===== Provided records

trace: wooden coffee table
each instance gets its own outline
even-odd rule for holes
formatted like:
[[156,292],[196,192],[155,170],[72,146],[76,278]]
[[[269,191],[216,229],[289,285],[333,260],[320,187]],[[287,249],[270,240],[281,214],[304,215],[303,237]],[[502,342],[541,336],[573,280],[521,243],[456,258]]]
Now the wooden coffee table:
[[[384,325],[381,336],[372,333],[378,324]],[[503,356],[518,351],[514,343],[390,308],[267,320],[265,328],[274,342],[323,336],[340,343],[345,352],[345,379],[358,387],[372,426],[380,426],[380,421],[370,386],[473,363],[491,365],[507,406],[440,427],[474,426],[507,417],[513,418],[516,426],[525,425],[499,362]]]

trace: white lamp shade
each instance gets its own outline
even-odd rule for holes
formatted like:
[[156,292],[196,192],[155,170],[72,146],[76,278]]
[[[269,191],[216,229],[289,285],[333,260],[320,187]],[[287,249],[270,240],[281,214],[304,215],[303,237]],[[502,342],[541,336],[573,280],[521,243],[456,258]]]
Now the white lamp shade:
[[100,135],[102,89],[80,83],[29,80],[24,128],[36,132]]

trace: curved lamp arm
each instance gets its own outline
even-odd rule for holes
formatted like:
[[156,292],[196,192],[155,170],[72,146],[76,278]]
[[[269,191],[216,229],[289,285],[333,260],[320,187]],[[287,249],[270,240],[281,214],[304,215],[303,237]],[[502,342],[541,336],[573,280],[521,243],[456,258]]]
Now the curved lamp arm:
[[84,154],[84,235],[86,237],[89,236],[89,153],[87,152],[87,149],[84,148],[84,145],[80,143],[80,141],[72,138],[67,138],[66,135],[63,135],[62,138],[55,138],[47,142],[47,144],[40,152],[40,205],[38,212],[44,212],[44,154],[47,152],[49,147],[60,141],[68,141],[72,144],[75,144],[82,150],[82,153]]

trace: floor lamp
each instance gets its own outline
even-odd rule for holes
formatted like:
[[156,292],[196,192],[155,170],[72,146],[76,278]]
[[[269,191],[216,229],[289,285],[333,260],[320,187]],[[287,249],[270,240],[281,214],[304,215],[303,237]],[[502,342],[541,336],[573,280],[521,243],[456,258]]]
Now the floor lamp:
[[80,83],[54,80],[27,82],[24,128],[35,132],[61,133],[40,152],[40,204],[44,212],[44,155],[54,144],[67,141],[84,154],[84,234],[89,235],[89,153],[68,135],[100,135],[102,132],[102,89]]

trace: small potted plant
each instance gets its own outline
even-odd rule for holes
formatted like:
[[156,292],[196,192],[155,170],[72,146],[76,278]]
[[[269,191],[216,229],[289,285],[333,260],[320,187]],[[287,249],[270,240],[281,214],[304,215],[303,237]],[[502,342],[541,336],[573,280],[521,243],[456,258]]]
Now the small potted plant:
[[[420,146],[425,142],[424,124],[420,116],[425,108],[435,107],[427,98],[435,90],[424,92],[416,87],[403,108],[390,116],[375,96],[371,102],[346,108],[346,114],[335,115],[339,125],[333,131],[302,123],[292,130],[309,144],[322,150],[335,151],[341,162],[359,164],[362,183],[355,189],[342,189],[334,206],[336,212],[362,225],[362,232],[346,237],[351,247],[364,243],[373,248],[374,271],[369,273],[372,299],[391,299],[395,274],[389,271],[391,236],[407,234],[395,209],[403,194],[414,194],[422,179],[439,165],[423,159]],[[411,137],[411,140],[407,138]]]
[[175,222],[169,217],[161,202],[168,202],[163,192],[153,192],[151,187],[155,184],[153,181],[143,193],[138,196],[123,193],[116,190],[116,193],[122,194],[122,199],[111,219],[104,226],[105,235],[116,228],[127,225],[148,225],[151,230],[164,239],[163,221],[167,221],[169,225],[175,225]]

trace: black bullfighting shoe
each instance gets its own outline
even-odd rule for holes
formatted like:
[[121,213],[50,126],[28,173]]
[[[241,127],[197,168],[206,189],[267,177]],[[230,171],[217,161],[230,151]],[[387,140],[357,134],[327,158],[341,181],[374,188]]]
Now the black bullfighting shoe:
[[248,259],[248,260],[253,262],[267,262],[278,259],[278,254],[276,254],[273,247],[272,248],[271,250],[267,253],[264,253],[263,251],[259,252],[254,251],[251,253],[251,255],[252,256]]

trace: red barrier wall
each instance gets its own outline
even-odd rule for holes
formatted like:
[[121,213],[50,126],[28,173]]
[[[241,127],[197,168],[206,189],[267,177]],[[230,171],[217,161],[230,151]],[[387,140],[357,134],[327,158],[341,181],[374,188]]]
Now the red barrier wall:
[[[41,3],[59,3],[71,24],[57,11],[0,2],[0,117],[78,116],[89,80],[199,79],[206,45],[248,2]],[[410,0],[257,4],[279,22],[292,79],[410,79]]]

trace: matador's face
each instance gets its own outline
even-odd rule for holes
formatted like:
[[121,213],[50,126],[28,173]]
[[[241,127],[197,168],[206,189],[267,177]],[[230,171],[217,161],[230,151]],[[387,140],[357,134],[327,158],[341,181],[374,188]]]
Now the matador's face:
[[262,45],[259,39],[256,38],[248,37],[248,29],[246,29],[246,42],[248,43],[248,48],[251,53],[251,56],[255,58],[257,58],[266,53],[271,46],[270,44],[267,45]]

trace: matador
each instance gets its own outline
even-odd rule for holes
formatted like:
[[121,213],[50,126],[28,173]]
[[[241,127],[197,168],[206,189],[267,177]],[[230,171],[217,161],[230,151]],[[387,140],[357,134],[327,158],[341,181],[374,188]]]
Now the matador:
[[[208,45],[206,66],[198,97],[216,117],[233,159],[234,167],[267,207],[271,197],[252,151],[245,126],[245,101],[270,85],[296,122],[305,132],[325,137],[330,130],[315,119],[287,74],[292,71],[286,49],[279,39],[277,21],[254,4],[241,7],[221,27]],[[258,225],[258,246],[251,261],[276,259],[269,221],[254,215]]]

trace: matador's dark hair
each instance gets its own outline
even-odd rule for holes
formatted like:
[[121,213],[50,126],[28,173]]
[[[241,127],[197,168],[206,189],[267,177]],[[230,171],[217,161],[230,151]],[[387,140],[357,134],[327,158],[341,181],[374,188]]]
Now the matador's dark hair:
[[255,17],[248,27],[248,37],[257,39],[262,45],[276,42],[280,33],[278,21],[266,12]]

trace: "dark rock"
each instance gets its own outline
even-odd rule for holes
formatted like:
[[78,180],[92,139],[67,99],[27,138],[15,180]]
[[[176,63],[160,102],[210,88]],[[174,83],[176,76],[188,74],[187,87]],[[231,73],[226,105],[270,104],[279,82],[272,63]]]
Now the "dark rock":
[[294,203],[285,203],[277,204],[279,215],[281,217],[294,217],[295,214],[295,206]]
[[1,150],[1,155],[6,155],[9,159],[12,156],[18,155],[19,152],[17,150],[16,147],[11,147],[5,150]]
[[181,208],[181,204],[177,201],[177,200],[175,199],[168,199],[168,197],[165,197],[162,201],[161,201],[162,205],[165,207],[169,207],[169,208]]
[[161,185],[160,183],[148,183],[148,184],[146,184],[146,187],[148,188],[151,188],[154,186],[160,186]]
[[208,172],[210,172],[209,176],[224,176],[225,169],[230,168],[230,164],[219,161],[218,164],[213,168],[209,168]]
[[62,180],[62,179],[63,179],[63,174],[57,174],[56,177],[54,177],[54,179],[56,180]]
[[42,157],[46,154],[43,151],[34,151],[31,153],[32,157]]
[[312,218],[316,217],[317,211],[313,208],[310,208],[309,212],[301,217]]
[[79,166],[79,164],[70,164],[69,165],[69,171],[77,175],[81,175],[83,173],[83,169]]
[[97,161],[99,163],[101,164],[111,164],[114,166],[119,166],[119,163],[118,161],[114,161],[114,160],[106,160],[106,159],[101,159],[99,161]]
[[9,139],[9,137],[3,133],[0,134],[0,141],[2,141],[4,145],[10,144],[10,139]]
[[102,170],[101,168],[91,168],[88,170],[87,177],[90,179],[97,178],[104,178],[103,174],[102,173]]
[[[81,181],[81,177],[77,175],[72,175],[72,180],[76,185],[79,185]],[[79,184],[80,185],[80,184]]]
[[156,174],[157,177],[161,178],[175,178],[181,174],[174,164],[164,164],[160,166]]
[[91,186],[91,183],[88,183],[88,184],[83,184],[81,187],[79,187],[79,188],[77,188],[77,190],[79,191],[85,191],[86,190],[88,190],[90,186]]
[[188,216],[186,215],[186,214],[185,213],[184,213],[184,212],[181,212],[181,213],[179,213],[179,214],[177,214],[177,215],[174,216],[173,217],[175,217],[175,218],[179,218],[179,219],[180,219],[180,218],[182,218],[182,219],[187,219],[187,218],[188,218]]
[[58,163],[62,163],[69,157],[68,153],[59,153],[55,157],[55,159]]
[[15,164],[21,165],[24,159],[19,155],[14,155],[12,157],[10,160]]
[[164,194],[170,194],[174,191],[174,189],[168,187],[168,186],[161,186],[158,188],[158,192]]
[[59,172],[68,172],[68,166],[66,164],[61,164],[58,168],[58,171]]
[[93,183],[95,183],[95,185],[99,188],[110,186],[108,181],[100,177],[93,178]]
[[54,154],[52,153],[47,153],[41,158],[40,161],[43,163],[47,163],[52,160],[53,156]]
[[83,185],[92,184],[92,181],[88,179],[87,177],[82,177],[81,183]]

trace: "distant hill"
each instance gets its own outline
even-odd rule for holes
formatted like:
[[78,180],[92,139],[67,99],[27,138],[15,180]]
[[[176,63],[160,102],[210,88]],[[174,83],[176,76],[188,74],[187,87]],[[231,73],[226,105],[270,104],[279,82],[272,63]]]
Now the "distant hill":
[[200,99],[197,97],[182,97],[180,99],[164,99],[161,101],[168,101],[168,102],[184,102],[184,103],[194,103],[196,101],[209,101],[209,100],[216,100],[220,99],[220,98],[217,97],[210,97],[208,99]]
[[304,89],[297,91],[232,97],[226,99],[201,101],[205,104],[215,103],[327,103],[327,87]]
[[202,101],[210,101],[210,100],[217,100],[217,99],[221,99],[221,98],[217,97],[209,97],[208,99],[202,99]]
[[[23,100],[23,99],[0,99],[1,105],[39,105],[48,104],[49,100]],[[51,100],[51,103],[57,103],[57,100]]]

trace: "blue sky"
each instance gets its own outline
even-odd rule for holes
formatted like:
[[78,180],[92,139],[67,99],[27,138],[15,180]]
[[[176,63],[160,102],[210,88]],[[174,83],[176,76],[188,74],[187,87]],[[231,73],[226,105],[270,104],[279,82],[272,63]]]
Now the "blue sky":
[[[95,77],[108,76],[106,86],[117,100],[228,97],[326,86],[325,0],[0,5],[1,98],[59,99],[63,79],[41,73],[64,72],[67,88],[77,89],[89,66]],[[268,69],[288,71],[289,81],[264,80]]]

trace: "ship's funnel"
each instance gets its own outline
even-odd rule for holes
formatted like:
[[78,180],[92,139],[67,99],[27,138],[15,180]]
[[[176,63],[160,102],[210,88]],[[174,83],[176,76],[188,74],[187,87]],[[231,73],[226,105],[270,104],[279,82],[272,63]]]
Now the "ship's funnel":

==========

Stated exercise: Please report every line in the items above that contains the word "shoe", copying each line in full.

Correct result:
trace: black bullfighting shoe
Now the black bullfighting shoe:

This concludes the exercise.